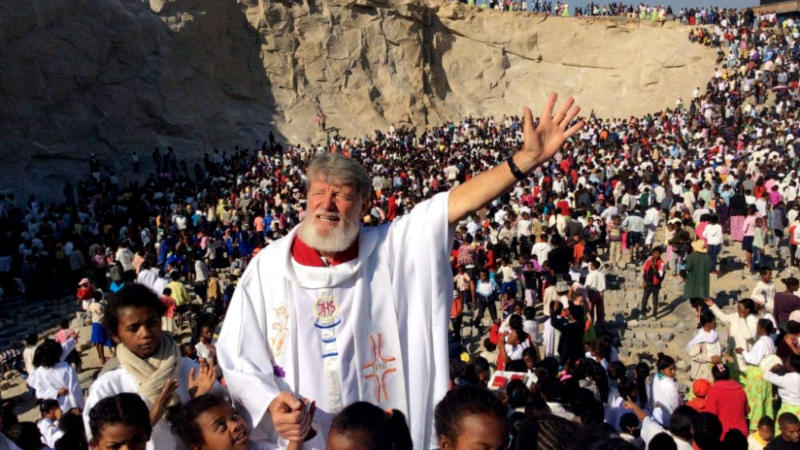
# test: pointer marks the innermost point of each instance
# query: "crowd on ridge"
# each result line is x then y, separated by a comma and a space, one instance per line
654, 13
662, 193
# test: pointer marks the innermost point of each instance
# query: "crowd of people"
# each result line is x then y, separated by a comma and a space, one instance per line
154, 264
655, 13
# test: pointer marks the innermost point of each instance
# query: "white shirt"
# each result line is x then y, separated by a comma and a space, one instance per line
515, 351
767, 290
541, 249
118, 380
665, 398
394, 297
650, 428
7, 444
203, 351
596, 280
48, 380
763, 347
50, 432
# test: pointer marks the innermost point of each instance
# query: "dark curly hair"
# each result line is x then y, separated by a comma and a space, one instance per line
133, 295
379, 430
183, 419
47, 354
461, 402
125, 408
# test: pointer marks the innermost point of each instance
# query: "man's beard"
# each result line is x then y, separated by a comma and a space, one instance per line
338, 239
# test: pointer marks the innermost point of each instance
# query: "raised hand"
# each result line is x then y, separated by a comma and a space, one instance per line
158, 408
202, 382
289, 416
542, 142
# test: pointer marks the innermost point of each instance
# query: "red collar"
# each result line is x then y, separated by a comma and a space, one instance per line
307, 256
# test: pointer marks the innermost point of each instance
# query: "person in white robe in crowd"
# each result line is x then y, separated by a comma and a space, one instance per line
55, 379
334, 313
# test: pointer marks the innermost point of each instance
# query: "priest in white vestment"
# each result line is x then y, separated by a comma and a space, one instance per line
335, 313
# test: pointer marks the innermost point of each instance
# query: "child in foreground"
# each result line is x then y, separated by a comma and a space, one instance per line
209, 422
121, 421
150, 363
364, 426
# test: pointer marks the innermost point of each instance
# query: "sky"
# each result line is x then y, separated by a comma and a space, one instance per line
677, 4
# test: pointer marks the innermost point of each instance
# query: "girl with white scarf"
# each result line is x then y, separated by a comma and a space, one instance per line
148, 363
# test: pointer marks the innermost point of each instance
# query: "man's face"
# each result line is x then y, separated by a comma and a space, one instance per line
332, 221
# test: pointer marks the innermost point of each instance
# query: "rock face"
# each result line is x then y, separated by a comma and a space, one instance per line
114, 76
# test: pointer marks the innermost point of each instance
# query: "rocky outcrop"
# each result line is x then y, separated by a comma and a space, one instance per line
115, 76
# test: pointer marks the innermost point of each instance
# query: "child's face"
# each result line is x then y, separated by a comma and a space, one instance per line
207, 334
223, 429
765, 432
346, 440
120, 436
139, 329
477, 431
190, 352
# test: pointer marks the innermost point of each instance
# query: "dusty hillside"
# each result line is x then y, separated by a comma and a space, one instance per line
113, 76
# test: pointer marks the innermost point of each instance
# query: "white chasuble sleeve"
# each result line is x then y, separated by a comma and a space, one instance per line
419, 252
244, 353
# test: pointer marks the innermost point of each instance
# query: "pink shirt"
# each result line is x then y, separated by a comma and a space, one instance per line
749, 226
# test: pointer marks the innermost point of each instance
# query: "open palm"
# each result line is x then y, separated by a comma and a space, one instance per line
542, 142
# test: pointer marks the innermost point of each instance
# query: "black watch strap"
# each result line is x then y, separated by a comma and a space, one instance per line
514, 169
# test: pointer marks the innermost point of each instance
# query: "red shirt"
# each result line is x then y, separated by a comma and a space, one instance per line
727, 400
307, 256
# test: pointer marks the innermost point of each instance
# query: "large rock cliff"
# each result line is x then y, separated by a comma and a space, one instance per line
114, 76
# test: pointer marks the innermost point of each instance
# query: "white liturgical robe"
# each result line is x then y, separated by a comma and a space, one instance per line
371, 329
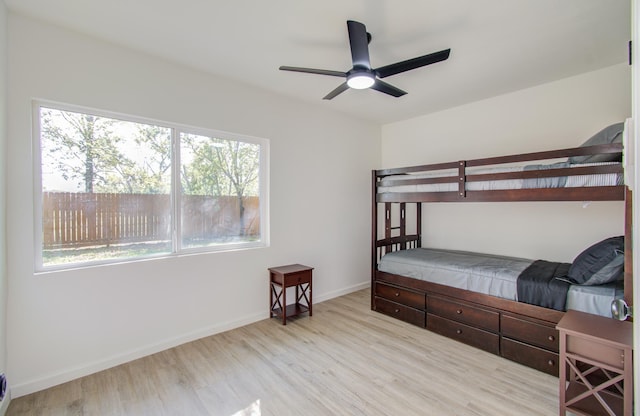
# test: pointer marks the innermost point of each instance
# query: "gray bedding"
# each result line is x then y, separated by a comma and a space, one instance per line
489, 274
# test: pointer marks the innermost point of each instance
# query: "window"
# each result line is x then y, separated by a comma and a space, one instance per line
113, 188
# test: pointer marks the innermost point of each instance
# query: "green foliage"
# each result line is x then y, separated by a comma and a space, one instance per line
219, 167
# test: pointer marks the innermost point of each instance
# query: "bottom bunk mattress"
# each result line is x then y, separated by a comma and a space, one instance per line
491, 275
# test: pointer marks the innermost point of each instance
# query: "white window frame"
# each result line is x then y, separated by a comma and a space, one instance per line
176, 130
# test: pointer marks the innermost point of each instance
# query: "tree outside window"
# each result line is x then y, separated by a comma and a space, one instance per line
110, 192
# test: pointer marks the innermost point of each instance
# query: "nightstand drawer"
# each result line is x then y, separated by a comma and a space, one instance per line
531, 356
464, 333
462, 312
606, 354
399, 295
297, 278
402, 312
530, 332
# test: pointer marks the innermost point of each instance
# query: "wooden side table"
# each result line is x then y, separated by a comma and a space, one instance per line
596, 365
283, 277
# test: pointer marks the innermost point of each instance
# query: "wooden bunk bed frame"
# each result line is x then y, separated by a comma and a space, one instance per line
517, 331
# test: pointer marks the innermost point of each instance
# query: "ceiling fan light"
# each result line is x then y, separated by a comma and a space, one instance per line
360, 81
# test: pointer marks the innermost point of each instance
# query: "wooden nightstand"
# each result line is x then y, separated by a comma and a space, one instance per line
283, 277
595, 365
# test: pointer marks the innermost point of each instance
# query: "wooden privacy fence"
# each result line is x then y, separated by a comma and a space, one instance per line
87, 219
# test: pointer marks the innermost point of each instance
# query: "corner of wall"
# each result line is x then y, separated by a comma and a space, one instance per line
4, 404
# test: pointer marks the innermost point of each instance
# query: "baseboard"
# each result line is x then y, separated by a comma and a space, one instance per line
42, 383
4, 404
51, 380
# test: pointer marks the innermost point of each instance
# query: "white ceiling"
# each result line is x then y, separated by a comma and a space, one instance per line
497, 46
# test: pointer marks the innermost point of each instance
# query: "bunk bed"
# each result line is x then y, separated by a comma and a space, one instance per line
478, 298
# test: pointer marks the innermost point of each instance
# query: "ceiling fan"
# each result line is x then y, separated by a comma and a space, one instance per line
362, 76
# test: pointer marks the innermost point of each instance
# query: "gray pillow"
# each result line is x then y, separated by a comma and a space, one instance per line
608, 135
601, 263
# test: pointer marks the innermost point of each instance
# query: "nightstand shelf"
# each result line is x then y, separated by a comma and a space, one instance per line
595, 365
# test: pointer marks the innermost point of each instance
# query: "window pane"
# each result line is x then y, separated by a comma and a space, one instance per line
220, 201
105, 188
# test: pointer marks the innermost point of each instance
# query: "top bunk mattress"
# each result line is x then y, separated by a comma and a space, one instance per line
489, 274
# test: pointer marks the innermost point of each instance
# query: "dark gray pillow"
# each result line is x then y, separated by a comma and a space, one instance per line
610, 134
601, 263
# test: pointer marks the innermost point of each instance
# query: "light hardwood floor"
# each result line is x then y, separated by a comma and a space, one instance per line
345, 360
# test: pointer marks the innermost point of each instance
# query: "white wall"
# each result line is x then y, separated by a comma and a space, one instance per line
3, 141
67, 324
555, 115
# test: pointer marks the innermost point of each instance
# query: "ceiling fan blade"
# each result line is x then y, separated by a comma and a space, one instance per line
414, 63
359, 44
387, 88
314, 71
340, 89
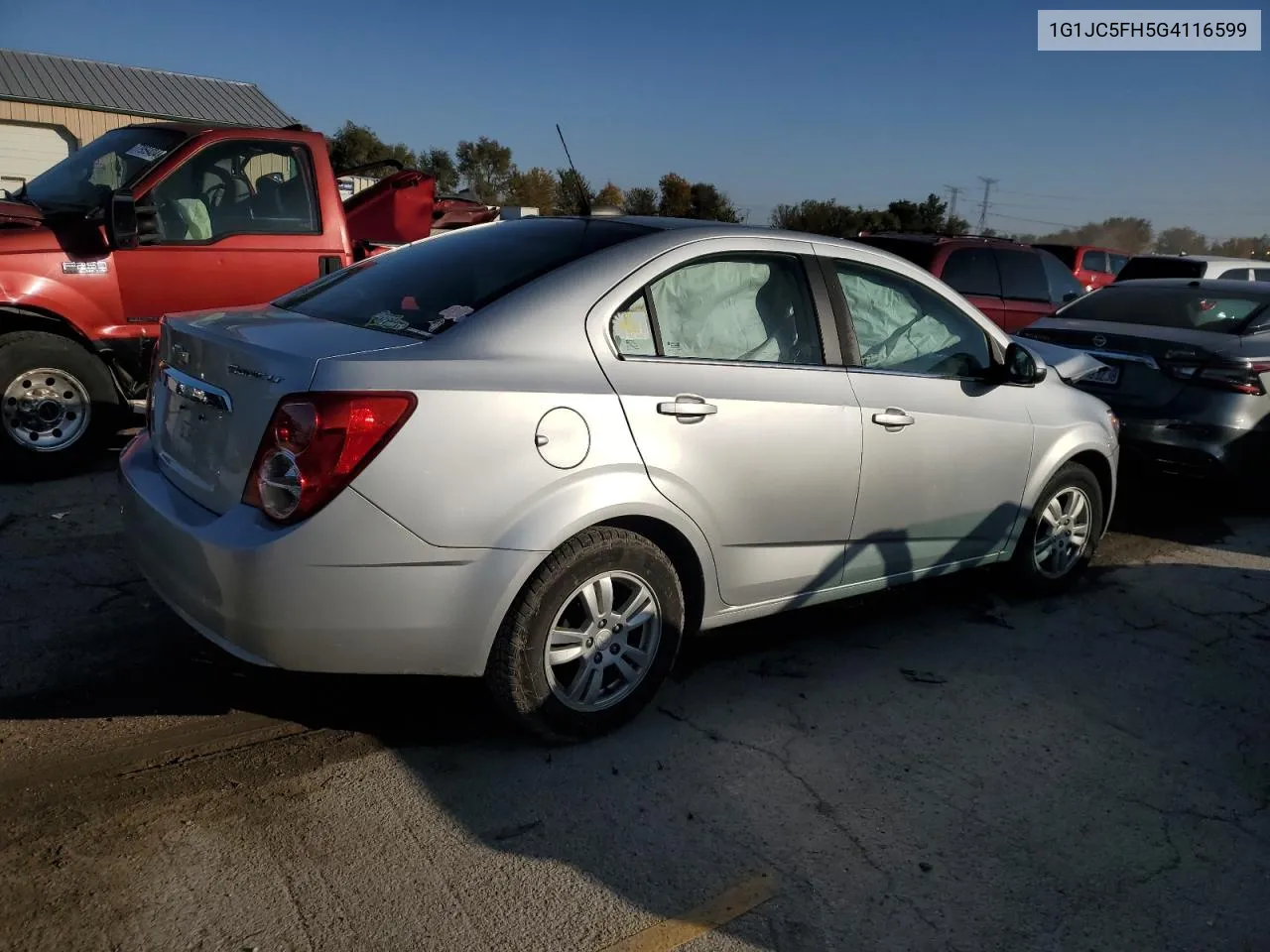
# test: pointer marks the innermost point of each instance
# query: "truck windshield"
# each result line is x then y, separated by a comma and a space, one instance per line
85, 179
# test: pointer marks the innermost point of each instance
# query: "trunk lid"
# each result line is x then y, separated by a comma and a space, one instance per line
1070, 365
1144, 362
225, 373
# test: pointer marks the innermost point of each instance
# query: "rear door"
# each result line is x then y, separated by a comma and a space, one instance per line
1024, 287
947, 456
717, 353
239, 223
973, 273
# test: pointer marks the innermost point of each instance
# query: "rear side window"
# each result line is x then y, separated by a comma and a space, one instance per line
1151, 267
971, 271
729, 307
1064, 253
1023, 276
1192, 308
429, 287
1095, 262
1064, 285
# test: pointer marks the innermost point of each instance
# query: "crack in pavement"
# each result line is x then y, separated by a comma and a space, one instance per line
822, 806
1234, 820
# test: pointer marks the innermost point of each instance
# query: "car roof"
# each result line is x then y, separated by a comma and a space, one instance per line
1246, 262
919, 238
1219, 286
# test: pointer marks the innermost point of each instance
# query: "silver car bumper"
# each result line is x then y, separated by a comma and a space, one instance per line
349, 590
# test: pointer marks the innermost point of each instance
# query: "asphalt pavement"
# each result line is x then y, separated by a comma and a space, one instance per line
942, 767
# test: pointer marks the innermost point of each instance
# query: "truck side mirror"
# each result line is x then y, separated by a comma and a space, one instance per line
121, 221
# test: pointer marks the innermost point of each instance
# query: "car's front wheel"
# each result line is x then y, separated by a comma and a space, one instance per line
590, 638
1062, 534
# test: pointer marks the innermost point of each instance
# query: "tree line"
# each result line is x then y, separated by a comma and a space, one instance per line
485, 169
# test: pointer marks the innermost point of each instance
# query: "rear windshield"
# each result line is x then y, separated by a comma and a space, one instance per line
1147, 267
1064, 253
1185, 307
920, 253
429, 287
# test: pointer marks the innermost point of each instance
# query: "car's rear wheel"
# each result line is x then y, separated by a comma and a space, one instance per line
590, 638
1062, 534
58, 404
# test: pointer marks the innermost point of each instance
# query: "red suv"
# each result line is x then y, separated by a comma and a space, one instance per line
1093, 267
1014, 285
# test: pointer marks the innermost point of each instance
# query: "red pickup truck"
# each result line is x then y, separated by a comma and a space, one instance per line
157, 218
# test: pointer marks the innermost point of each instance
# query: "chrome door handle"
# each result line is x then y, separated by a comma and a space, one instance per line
686, 405
893, 417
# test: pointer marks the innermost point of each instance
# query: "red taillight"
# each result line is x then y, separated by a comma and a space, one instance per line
1232, 376
316, 444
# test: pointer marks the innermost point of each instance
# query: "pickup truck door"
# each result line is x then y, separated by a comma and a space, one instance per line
238, 223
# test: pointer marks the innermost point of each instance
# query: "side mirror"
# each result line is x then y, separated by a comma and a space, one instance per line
121, 221
1021, 367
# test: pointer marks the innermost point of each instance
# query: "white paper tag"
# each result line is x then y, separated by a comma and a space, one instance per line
456, 312
146, 154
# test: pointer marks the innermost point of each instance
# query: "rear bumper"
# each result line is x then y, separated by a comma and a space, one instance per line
1191, 448
349, 590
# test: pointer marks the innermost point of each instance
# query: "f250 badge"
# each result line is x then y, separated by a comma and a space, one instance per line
254, 375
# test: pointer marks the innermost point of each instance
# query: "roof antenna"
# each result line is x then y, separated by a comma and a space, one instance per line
576, 178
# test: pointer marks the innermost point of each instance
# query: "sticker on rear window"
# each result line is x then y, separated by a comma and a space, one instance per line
389, 321
146, 154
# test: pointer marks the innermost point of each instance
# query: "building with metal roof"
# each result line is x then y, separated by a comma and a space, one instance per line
51, 105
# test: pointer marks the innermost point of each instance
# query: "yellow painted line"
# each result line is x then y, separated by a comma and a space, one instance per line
672, 933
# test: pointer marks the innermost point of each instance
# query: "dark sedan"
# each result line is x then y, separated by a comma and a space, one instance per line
1187, 365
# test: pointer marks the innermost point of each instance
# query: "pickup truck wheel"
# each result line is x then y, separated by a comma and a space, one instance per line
592, 636
58, 404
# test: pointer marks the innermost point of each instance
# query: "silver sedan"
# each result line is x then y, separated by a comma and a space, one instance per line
544, 452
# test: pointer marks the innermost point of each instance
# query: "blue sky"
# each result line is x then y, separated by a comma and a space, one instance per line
772, 102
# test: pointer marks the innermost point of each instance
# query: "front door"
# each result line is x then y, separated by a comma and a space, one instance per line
238, 223
740, 421
945, 454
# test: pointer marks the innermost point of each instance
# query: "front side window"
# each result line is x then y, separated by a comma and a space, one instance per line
1095, 262
902, 325
735, 307
1023, 276
971, 271
238, 188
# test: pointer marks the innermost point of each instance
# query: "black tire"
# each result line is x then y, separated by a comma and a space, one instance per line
1028, 574
516, 673
28, 350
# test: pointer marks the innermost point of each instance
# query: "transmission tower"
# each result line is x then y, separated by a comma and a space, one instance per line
983, 208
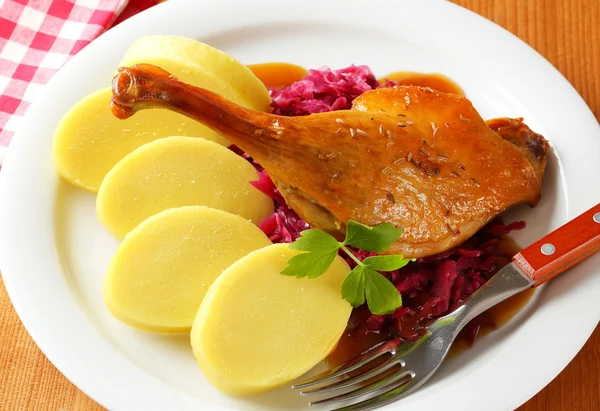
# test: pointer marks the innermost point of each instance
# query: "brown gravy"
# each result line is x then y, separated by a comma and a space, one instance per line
437, 82
280, 75
350, 346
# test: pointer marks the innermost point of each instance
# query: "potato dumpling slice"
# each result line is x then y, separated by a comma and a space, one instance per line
90, 140
174, 172
159, 275
258, 329
183, 56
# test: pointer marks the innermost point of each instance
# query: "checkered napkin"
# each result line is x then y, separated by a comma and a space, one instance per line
36, 38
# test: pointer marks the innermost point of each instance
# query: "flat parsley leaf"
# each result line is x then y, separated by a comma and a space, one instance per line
385, 262
378, 238
322, 249
382, 296
363, 283
353, 287
311, 264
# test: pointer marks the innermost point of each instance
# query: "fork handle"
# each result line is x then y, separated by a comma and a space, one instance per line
561, 249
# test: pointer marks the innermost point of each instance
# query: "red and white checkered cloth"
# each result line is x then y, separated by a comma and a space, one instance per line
37, 37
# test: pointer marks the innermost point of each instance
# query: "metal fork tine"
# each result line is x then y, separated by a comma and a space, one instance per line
391, 395
377, 370
369, 389
350, 365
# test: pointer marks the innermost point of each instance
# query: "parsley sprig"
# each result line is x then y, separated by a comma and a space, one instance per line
364, 282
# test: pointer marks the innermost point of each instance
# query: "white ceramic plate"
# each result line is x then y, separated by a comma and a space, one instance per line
54, 253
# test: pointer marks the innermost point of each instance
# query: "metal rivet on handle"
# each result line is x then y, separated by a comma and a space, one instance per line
548, 249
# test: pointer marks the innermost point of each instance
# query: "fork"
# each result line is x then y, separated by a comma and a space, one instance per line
400, 368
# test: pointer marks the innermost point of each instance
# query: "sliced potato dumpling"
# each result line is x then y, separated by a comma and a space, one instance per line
163, 268
258, 329
183, 56
90, 140
174, 172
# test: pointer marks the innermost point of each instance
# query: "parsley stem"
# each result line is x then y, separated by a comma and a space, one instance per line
350, 254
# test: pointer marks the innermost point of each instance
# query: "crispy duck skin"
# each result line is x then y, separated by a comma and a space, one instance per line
420, 159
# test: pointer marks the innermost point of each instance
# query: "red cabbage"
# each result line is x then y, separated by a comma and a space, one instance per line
431, 286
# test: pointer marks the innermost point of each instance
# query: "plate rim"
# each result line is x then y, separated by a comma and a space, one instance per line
11, 281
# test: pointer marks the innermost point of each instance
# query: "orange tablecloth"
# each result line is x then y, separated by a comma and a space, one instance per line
566, 32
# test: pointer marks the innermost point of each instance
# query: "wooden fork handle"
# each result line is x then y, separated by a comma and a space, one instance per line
563, 248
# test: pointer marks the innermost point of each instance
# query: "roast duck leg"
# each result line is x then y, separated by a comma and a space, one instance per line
420, 159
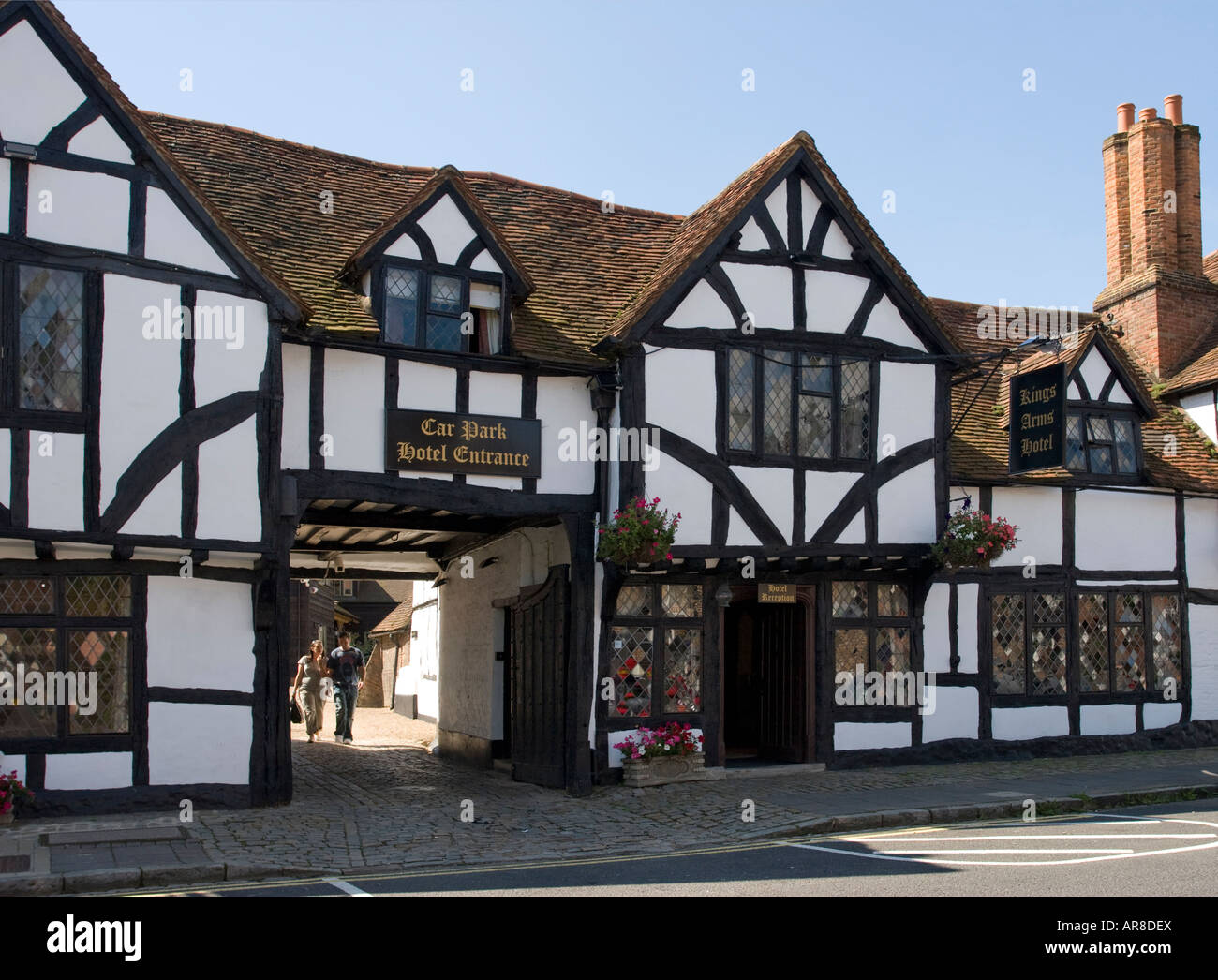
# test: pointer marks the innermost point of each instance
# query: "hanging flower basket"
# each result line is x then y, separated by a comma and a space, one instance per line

● ● ● ●

= WRITTEN INSTRUCTION =
Identify each line in the entries above that contains the string "truck", treating uppercase and lowercase letters as different, and copy every such line.

= RESPONSE TO THE TASK =
# query: "truck windshield"
# query: "truck side mirror"
# query: "red pickup truck"
# query: "pickup truck door"
# query: "pickup truck wheel"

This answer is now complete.